### Supplied material
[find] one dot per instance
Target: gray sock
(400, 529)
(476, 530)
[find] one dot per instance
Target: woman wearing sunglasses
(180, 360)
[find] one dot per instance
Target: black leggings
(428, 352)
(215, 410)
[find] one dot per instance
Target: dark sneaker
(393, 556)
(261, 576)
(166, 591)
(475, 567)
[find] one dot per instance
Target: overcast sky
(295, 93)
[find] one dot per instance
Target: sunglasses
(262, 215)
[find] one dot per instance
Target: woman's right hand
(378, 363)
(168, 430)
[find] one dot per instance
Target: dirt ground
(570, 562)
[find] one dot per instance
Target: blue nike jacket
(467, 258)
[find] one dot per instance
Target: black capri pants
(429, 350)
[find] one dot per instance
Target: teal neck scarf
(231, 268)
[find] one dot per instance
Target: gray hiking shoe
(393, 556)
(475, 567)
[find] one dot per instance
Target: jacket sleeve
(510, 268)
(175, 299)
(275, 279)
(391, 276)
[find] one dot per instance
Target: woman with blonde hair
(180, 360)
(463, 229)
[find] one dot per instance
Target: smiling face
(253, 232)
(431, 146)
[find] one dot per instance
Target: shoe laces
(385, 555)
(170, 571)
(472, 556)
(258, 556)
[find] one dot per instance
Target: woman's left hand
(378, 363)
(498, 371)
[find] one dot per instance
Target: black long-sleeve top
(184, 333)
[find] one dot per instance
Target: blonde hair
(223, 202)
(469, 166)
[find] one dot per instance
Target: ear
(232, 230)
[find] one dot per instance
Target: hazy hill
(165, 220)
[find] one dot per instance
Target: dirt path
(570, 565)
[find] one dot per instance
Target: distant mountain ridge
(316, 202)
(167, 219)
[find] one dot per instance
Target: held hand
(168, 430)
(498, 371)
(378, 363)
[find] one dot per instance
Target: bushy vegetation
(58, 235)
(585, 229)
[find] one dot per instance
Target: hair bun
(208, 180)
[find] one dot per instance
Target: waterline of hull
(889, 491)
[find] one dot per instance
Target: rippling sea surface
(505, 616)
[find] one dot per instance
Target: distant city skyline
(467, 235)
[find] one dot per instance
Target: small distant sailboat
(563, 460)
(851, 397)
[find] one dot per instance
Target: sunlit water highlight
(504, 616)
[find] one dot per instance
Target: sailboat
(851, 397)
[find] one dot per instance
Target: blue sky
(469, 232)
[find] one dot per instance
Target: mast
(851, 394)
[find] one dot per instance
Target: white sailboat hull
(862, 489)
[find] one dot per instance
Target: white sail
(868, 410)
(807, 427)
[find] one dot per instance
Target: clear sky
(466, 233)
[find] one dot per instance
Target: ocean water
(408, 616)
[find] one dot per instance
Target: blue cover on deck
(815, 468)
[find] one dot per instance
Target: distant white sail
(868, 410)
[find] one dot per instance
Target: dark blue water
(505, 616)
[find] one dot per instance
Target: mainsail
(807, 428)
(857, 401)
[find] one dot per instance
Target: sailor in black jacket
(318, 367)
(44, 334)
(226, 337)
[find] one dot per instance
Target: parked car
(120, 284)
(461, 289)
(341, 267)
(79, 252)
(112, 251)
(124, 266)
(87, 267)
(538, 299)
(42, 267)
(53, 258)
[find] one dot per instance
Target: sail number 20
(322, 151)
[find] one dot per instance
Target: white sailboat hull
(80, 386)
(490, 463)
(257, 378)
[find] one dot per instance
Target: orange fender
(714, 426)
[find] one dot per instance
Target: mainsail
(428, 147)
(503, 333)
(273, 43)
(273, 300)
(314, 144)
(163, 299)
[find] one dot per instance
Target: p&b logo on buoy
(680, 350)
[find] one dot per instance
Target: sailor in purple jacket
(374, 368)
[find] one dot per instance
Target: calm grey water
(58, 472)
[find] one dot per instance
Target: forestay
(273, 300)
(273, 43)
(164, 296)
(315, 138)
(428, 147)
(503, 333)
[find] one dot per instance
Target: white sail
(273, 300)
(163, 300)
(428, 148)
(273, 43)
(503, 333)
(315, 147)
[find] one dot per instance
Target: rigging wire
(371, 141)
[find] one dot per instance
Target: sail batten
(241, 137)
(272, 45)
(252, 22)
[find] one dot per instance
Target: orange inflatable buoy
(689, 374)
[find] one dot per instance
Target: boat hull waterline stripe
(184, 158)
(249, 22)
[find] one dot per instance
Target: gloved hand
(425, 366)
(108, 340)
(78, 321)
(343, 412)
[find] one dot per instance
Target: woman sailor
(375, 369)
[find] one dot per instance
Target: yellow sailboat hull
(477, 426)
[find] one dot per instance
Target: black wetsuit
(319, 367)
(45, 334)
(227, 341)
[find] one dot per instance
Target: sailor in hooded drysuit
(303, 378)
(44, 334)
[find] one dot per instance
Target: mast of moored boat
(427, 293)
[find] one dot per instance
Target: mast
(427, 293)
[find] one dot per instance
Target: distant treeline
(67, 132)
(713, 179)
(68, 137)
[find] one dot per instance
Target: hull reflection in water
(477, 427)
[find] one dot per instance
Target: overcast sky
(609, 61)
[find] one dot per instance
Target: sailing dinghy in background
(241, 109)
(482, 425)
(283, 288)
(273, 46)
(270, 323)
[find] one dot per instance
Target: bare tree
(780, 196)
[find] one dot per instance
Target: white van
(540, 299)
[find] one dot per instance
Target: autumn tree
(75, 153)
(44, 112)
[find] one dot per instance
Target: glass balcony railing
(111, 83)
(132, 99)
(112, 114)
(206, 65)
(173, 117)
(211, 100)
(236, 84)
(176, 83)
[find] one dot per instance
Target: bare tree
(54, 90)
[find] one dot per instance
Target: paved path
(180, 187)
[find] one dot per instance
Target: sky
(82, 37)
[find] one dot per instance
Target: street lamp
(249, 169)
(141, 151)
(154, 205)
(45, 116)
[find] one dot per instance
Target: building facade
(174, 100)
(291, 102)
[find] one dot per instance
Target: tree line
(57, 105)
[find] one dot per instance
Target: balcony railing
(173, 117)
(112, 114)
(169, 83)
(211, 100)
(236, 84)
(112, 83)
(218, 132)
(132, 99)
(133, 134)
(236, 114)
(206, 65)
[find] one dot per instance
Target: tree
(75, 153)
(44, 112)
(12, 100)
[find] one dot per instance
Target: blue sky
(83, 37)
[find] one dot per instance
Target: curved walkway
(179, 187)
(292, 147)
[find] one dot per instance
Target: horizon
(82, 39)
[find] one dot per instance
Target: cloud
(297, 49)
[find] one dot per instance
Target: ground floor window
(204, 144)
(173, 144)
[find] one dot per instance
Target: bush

### Problem to work on
Restate each record exactly as written.

### Finished exercise
[find] one dot per instance
Target: gray sock
(400, 529)
(476, 530)
[find] one dot per instance
Target: woman wearing sunglasses
(180, 360)
[find] one dot per instance
Target: black leggings
(428, 352)
(215, 410)
[find] one dot per instance
Target: dark sneaker
(393, 556)
(261, 576)
(166, 591)
(475, 567)
[find] one dot per instance
Target: overcast sky
(295, 93)
[find] one dot per instance
Target: sunglasses
(262, 215)
[find] one dot per instance
Target: woman's right hand
(378, 363)
(168, 430)
[find] one dot per instance
Target: dirt ground
(570, 562)
[find] one dot per instance
Target: blue nike jacket
(467, 258)
[find] one dot per instance
Target: black capri pants
(429, 350)
[find] one dot per instance
Target: teal neck scarf
(231, 268)
[find] one dot per instance
Target: gray hiking shoe
(393, 556)
(475, 567)
[find] one dot per instance
Target: jacket sleeve
(510, 268)
(175, 299)
(275, 279)
(391, 276)
[find] one dot per instance
Target: woman with blonde hair
(180, 360)
(463, 229)
[find] one dot per instance
Target: smiling face
(253, 232)
(431, 146)
[find] one dot per instance
Target: shoe laces
(385, 555)
(170, 571)
(472, 556)
(258, 556)
[find] one dot per instance
Target: woman's left hand
(378, 363)
(498, 371)
[find] one dot per instance
Target: black long-sleeve top
(184, 333)
[find] one dot per instance
Target: blonde hair
(223, 202)
(469, 166)
[find] one dot per instance
Target: ear
(232, 230)
[find] one dot per instance
Target: hazy hill
(165, 220)
[find] one dot per instance
Target: dirt path
(570, 565)
[find] one dot per instance
Target: distant mountain ridge
(316, 202)
(167, 219)
[find] one dot per instance
Target: held hand
(168, 430)
(498, 371)
(378, 363)
[find] one dot per instance
Target: bushy vegetation
(58, 235)
(585, 229)
[find] one dot per instance
Target: hair bun
(208, 180)
[find] one dot per instance
Target: waterline of hull
(889, 491)
[find] one dot per instance
Target: rippling sea surface
(505, 616)
[find] one dot per instance
Target: distant city skyline
(467, 235)
[find] one dot per instance
Target: small distant sailboat
(563, 460)
(851, 397)
[find] one dot per instance
Target: sunlit water highlight
(504, 616)
[find] one dot per instance
Target: sailboat
(851, 397)
[find] one dot per instance
Target: blue sky
(469, 232)
[find] one dot per instance
Target: mast
(851, 394)
[find] one dot per instance
Target: white sailboat hull
(862, 489)
[find] one dot per instance
Target: white sail
(868, 410)
(807, 427)
[find] one dot per instance
Target: clear sky
(466, 233)
[find] one dot per instance
Target: ocean water
(408, 616)
[find] one dot per instance
Target: blue cover on deck
(815, 468)
[find] one dot per instance
Target: distant white sail
(868, 410)
[find] one dot per instance
Target: dark blue water
(505, 616)
[find] one dot per instance
Target: mainsail
(807, 428)
(857, 401)
[find] one dot per instance
Target: sailor in black jacket
(318, 367)
(44, 334)
(226, 337)
[find] one dot per instance
Target: parked car
(120, 284)
(461, 289)
(341, 267)
(79, 252)
(112, 251)
(124, 266)
(87, 267)
(538, 299)
(42, 267)
(53, 258)
[find] one dot per instance
Target: sail number 20
(322, 151)
[find] one dot per instance
Target: white sailboat hull
(80, 386)
(490, 463)
(257, 378)
[find] one dot per instance
Target: orange fender
(714, 426)
[find] one dot per instance
Target: mainsail
(428, 147)
(503, 333)
(273, 43)
(273, 300)
(314, 144)
(163, 299)
[find] one dot per instance
Target: p&b logo on buoy
(680, 350)
[find] one dot per instance
Target: sailor in purple jacket
(374, 368)
[find] one dot per instance
Target: calm grey water
(58, 472)
[find] one dot per instance
Target: forestay
(273, 300)
(273, 43)
(164, 296)
(315, 138)
(428, 147)
(503, 333)
[find] one dot per instance
Target: white sail
(273, 300)
(163, 300)
(428, 148)
(273, 43)
(503, 333)
(315, 147)
[find] one dot per instance
Target: rigging wire
(371, 141)
[find] one dot per instance
Target: sail batten
(241, 137)
(272, 45)
(252, 22)
[find] one dot per instance
Target: orange inflatable buoy
(689, 374)
[find] one dot per instance
Target: boat hull waterline stripe
(184, 158)
(249, 22)
[find] one dot per instance
Target: gloved hand
(425, 366)
(108, 340)
(78, 321)
(343, 412)
[find] one dot per instance
Target: woman sailor
(375, 369)
[find] one dot per instance
Target: yellow sailboat hull
(477, 426)
[find] one dot per instance
Target: black wetsuit
(319, 367)
(45, 334)
(227, 341)
[find] one dot per instance
Target: sailor in hooded drysuit
(303, 378)
(44, 334)
[find] one dot per instance
Target: mast of moored boat
(427, 293)
[find] one dot per instance
Target: mast
(427, 293)
[find] one dot per instance
Target: distant treeline
(67, 132)
(713, 179)
(68, 137)
[find] one dot per instance
Target: hull reflection in water
(477, 427)
[find] one dot per instance
Target: overcast sky
(609, 61)
[find] one dot per instance
Target: sailing dinghy in background
(241, 109)
(482, 425)
(283, 288)
(273, 46)
(270, 323)
[find] one dot per instance
Target: bare tree
(780, 196)
[find] one dot per instance
Target: white van
(540, 299)
[find] one dot per instance
Target: autumn tree
(75, 153)
(44, 112)
[find] one dot per instance
Target: glass balcony railing
(111, 83)
(132, 99)
(112, 114)
(206, 65)
(173, 117)
(211, 100)
(236, 84)
(176, 83)
[find] one dot per instance
Target: bare tree
(54, 90)
[find] one dot per instance
Target: paved path
(180, 187)
[find] one dot per instance
Target: sky
(82, 37)
[find] one dot per instance
Target: street lamp
(249, 169)
(141, 151)
(154, 205)
(45, 116)
[find] one dot per instance
Target: building facade
(174, 100)
(291, 102)
[find] one dot per instance
Target: tree line
(57, 105)
[find] one dot per instance
Target: balcony railing
(173, 117)
(112, 114)
(169, 83)
(211, 100)
(236, 84)
(112, 83)
(218, 132)
(132, 99)
(133, 134)
(236, 114)
(206, 65)
[find] one dot per instance
Target: tree
(75, 153)
(44, 112)
(12, 100)
[find] one dot per instance
Target: blue sky
(83, 37)
[find] one dot per instance
Target: curved walkway
(179, 187)
(292, 147)
[find] one dot per instance
Target: horizon
(82, 39)
[find] one dot per instance
Target: cloud
(297, 49)
[find] one dot per instance
Target: ground floor window
(204, 144)
(173, 144)
[find] one dot per instance
Target: bush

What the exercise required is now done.